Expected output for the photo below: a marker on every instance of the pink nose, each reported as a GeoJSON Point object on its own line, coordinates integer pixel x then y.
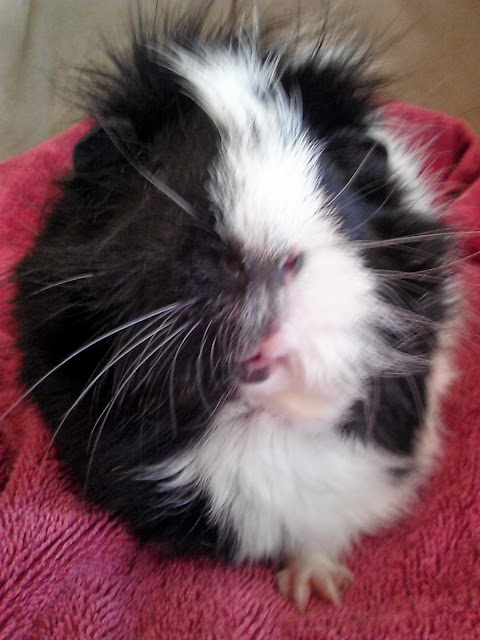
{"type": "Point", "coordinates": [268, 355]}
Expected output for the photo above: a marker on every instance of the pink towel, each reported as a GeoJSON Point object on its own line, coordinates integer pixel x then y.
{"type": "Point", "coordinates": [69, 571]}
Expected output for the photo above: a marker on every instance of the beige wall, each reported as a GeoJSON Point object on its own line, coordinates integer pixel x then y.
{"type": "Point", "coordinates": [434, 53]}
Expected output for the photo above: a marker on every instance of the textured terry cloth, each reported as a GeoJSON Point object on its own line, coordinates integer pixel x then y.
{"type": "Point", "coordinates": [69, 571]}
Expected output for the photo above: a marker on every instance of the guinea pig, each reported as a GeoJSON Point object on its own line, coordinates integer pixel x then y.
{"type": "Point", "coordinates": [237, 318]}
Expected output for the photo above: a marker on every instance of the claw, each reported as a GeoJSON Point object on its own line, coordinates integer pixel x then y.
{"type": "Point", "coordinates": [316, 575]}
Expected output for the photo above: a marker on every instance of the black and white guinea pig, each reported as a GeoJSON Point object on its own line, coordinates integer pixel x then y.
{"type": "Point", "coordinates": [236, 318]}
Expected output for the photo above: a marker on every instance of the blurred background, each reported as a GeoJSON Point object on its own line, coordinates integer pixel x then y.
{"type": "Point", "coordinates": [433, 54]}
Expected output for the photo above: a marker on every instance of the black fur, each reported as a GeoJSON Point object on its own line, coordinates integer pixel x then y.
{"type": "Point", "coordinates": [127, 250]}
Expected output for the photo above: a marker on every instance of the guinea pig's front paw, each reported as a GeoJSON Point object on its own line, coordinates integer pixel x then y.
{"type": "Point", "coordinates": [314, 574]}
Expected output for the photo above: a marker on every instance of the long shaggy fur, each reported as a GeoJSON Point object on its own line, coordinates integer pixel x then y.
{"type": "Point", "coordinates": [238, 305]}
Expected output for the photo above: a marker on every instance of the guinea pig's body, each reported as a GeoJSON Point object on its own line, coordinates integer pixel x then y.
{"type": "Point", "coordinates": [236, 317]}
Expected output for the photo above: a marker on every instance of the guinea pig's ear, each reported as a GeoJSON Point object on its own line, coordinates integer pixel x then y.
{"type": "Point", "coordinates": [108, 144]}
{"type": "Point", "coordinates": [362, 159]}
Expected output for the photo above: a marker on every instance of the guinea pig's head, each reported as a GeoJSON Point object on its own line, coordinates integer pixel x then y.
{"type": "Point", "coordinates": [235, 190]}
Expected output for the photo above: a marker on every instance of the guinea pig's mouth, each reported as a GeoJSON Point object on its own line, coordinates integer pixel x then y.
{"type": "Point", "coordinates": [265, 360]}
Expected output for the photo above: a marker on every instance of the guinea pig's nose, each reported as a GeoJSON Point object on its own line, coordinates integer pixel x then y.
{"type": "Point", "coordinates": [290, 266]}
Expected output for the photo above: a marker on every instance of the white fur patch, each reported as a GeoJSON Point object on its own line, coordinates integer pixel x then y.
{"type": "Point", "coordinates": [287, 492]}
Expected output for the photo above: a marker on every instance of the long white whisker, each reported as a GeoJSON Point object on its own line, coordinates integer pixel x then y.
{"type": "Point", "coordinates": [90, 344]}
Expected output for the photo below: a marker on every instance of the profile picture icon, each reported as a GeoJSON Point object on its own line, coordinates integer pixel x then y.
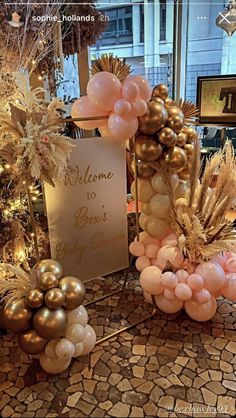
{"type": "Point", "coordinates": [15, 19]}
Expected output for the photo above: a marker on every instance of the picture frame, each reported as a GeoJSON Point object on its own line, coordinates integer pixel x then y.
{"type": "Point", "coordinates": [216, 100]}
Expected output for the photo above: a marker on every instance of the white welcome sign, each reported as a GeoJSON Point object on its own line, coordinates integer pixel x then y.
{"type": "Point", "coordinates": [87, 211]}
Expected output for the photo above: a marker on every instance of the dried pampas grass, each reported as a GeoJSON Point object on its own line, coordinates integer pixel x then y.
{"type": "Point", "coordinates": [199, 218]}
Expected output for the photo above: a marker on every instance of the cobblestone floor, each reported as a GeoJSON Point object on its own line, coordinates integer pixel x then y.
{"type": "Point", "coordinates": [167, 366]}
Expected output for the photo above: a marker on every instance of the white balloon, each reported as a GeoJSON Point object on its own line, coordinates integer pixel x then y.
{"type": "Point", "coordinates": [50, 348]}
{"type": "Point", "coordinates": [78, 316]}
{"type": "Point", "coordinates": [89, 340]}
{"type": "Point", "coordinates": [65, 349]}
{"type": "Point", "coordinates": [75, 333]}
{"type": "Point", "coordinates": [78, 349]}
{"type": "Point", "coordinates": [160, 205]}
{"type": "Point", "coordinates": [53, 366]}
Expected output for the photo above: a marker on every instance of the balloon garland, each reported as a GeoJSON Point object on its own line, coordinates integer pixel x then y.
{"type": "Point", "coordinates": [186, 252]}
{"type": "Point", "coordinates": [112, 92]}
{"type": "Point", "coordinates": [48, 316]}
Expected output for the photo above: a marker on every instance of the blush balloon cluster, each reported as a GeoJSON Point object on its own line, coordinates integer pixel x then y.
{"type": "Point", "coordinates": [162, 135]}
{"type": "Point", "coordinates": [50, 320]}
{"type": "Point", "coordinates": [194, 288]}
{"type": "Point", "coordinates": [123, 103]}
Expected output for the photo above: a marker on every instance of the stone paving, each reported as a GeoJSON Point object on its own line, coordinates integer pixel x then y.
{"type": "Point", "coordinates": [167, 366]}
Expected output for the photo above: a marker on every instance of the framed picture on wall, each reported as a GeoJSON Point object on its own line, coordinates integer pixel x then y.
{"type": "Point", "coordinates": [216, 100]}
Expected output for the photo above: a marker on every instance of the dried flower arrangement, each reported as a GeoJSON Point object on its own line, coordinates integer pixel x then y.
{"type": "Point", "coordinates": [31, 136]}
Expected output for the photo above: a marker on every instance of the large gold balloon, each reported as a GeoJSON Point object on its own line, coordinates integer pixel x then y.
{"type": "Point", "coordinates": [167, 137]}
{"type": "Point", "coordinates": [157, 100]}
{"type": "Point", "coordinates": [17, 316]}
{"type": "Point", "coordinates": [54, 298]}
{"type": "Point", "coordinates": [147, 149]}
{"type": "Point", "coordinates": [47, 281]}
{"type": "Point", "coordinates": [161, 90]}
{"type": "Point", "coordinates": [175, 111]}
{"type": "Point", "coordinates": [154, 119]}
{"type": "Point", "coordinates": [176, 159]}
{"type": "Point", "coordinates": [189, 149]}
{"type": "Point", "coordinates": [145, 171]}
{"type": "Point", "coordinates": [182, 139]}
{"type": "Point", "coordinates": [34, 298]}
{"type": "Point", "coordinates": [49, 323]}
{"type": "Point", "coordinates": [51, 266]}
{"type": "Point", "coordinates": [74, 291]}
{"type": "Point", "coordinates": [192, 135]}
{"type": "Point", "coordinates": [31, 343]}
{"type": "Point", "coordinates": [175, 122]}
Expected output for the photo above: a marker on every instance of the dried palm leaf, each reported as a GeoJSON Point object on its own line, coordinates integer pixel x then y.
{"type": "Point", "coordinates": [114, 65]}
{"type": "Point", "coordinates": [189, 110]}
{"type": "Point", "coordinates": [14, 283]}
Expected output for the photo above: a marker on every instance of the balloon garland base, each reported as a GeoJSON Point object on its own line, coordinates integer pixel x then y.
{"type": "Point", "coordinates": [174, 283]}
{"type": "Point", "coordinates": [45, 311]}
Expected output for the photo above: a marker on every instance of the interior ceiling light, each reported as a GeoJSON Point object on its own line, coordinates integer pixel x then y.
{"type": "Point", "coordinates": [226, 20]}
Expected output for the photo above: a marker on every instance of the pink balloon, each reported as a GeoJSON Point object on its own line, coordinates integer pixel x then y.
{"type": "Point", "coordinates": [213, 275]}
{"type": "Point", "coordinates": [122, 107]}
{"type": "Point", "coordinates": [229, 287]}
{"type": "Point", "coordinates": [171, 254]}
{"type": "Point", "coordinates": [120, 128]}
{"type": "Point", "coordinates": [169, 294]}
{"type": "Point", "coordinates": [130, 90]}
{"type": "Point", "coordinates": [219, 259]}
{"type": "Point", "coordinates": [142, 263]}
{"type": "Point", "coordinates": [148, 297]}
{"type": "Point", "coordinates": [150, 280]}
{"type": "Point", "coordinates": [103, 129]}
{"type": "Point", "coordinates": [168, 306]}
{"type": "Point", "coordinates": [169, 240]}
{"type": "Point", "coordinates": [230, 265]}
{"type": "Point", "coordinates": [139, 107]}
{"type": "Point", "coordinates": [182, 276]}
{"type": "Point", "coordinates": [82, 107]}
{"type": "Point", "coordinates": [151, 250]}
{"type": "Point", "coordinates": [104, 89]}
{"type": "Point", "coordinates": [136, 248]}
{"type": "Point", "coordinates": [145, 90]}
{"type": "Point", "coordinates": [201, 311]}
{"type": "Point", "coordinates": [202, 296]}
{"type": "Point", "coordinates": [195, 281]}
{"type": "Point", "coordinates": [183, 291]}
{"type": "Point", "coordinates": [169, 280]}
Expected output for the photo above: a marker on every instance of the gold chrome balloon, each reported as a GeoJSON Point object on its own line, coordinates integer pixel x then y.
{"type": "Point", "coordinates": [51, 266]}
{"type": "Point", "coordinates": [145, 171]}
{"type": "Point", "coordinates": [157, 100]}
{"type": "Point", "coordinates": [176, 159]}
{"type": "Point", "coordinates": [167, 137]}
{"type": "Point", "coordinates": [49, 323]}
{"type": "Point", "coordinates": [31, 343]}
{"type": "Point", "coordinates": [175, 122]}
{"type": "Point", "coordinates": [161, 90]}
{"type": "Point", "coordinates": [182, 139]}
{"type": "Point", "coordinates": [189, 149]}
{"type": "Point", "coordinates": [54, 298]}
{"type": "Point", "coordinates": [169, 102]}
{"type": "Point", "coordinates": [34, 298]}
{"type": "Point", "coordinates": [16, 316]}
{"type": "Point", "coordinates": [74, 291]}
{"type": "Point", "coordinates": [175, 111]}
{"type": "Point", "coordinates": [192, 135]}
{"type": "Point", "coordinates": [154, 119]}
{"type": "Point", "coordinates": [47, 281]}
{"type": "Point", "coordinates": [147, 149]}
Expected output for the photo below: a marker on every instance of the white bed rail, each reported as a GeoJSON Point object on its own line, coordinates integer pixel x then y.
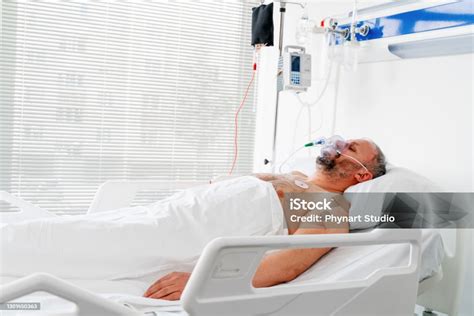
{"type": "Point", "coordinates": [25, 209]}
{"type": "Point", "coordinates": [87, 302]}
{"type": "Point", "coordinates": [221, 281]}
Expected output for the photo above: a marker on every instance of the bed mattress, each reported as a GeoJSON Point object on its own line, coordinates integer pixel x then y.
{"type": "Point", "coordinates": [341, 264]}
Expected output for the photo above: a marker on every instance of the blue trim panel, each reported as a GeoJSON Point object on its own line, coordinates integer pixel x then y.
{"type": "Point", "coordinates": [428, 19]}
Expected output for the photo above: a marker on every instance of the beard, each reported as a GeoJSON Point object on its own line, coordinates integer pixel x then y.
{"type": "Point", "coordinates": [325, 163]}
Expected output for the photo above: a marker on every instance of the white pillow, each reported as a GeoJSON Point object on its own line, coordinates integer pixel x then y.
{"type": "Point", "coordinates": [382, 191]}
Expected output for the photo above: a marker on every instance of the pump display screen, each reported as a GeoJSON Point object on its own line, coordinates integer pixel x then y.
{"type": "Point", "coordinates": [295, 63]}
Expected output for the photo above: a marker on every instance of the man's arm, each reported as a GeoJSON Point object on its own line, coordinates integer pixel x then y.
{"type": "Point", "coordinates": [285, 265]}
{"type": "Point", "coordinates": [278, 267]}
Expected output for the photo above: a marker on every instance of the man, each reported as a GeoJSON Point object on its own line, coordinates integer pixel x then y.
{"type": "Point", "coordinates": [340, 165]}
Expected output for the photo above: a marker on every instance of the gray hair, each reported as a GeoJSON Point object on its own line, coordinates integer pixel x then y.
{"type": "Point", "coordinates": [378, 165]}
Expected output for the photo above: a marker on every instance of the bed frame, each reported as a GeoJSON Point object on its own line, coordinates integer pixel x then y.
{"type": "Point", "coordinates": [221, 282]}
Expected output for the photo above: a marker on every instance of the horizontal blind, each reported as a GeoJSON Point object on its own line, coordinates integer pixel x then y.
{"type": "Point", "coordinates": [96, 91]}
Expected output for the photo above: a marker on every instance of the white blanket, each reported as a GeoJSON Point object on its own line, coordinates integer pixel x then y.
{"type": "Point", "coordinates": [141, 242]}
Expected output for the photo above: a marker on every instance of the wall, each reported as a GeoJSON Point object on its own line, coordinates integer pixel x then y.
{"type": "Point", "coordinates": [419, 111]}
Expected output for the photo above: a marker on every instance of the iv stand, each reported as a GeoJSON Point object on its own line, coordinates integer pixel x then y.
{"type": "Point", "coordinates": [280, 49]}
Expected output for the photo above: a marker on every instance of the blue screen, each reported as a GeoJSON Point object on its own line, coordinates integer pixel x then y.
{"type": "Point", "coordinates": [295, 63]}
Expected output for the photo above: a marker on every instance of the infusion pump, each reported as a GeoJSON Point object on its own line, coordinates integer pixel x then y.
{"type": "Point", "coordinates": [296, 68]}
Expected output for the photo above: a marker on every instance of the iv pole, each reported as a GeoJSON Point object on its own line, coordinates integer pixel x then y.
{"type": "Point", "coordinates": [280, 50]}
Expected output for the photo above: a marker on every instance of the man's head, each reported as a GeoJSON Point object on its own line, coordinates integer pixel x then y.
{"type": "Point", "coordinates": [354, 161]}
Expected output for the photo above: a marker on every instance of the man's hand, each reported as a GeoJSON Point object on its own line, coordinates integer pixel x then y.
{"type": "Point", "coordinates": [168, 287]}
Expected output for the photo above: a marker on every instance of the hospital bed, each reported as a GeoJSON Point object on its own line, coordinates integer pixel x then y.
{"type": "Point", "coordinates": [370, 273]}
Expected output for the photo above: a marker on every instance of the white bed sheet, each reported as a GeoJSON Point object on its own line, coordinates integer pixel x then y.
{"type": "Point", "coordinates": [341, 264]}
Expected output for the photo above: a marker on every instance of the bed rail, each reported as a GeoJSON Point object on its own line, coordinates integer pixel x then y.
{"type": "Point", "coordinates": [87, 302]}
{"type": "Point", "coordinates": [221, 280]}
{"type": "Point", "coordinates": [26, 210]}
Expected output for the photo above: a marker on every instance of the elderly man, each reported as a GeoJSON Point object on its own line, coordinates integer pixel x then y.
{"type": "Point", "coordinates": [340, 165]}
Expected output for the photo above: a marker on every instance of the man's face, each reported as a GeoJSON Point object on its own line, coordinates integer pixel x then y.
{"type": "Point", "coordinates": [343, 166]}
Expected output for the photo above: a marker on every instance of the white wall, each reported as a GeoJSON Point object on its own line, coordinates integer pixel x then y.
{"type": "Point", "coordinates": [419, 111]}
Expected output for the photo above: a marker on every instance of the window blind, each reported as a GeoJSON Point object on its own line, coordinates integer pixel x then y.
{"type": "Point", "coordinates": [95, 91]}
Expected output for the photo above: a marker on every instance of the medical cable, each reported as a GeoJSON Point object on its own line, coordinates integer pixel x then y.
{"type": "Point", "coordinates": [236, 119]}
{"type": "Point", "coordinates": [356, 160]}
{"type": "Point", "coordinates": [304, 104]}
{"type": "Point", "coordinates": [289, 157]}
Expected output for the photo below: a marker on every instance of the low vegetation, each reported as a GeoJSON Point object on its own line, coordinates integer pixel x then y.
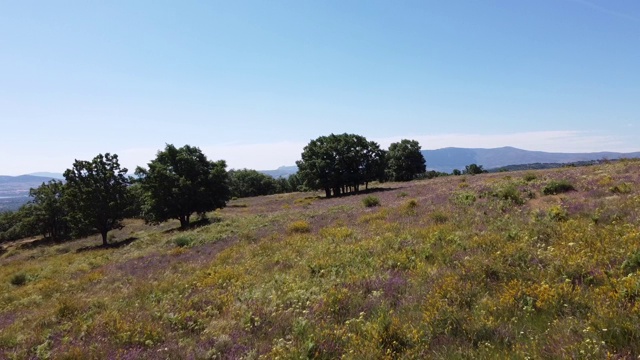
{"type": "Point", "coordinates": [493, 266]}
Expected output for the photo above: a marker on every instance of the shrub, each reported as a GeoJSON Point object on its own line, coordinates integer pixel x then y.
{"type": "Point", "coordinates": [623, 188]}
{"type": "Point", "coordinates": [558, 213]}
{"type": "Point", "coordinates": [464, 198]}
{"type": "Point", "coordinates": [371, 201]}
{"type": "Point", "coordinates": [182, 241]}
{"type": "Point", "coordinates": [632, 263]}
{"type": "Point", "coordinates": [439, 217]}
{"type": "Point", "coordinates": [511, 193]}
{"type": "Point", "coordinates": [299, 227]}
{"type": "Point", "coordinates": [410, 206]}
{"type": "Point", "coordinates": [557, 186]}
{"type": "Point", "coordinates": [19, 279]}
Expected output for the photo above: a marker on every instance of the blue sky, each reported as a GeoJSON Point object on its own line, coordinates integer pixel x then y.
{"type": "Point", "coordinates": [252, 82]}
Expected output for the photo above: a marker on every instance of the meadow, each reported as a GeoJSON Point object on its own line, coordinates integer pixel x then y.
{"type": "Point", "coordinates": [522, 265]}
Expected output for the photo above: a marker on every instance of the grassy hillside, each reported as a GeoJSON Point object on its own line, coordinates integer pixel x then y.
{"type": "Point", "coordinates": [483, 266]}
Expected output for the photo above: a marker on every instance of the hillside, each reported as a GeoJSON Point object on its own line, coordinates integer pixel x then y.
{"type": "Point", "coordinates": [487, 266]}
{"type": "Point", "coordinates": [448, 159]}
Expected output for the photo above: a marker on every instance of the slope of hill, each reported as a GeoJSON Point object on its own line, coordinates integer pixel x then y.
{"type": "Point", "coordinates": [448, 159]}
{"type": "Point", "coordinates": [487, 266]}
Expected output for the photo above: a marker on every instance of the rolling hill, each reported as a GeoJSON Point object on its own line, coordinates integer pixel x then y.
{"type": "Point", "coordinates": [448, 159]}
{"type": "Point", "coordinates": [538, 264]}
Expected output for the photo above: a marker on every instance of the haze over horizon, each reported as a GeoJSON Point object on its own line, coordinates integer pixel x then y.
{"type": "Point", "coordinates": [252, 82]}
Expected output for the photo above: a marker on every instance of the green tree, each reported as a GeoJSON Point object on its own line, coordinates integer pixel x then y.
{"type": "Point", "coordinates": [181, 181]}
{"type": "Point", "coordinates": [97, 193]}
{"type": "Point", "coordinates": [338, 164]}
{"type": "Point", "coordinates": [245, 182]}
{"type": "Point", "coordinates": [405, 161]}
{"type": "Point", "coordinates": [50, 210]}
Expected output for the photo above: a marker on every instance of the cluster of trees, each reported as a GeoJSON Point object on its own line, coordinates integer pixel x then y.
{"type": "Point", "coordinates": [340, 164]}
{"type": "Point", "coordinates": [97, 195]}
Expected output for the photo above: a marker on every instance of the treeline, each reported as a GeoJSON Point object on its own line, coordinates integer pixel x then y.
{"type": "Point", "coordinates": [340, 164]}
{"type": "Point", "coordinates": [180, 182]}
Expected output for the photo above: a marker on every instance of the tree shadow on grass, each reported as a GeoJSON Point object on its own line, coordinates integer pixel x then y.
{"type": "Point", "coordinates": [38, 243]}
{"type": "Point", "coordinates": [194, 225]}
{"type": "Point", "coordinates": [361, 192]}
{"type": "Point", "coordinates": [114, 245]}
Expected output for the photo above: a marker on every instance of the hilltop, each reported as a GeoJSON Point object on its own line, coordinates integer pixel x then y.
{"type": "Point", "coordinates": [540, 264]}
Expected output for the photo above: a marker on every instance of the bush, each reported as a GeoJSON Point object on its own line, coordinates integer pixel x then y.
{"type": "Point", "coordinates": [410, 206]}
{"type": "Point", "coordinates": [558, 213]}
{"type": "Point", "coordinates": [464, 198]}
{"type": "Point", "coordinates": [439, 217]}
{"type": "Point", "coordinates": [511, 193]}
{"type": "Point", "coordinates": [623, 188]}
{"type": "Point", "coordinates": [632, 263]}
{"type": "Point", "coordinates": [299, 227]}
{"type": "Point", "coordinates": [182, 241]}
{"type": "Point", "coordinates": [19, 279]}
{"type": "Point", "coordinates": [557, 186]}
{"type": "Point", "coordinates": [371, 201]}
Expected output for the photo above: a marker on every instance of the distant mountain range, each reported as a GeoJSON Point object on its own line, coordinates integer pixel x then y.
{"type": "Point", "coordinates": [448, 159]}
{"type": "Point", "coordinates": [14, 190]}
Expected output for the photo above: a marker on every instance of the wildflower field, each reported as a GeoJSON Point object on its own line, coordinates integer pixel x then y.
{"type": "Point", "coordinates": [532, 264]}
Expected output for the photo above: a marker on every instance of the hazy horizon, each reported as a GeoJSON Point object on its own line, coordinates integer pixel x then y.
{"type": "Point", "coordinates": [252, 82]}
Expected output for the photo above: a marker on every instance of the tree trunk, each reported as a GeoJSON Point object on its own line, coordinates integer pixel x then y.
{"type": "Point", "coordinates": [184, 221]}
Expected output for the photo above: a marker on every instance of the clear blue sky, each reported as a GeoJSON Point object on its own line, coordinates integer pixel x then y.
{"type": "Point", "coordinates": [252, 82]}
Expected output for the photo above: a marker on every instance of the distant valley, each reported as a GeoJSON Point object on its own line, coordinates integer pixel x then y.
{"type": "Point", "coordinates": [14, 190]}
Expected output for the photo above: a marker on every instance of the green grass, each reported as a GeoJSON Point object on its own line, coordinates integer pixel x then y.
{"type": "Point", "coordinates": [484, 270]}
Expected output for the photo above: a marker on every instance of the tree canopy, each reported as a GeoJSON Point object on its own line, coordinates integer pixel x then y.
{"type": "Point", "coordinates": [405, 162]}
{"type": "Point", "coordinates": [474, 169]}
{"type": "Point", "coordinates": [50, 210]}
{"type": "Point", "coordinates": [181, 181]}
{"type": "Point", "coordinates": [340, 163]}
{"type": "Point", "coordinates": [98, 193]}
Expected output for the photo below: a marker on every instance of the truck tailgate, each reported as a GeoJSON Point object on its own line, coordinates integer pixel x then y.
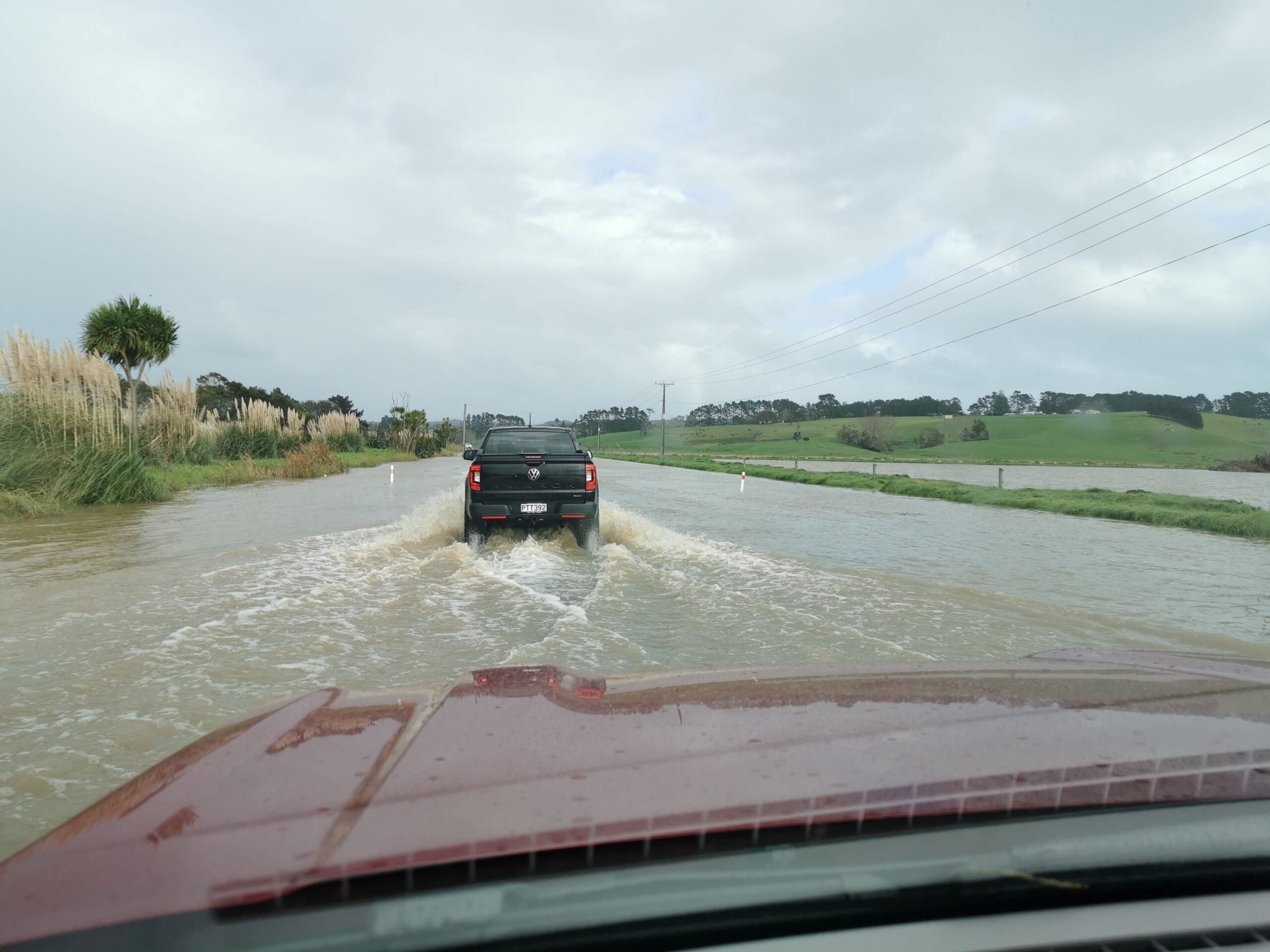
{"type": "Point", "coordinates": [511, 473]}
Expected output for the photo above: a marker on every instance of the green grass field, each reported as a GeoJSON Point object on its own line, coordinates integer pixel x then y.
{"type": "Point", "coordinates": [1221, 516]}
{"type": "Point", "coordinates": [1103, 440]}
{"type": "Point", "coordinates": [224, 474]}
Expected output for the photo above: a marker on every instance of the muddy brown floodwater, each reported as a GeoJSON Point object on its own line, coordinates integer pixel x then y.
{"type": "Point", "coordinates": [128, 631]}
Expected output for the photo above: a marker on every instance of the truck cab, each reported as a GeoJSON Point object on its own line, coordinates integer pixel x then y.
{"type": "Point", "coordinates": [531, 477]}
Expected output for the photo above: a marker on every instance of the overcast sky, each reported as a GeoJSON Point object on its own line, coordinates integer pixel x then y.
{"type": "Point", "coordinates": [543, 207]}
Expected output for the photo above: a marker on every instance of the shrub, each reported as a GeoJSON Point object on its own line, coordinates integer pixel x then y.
++++++++++++++++++++
» INSTRUCTIONS FOR THE TASK
Nothing but the lines from the one holding "of the muddy" through the last line of the data may be output, and each must match exactly.

» ANSWER SPACE
Expected output for the photo above: a marker on every instance of the muddy brown floodwater, each reported as a GeoJSON Point object on its own line, coordinates integer pixel x then y.
{"type": "Point", "coordinates": [128, 631]}
Expected output for the photo above: a marker on every instance of the truck cab, each reported as a GeoJSON Point object on its own line, coordinates integer pixel x then y.
{"type": "Point", "coordinates": [531, 477]}
Expected output for the photo above: a marker on every instance of the overcast sky, each reported as a GeoJSON Point object on its own line, coordinates integer pixel x then y.
{"type": "Point", "coordinates": [543, 207]}
Expected output for the photo above: a marker on every instance of the shrub, each reported as a GeoJSON Point object on its own line, coordinates integer pixel x then y.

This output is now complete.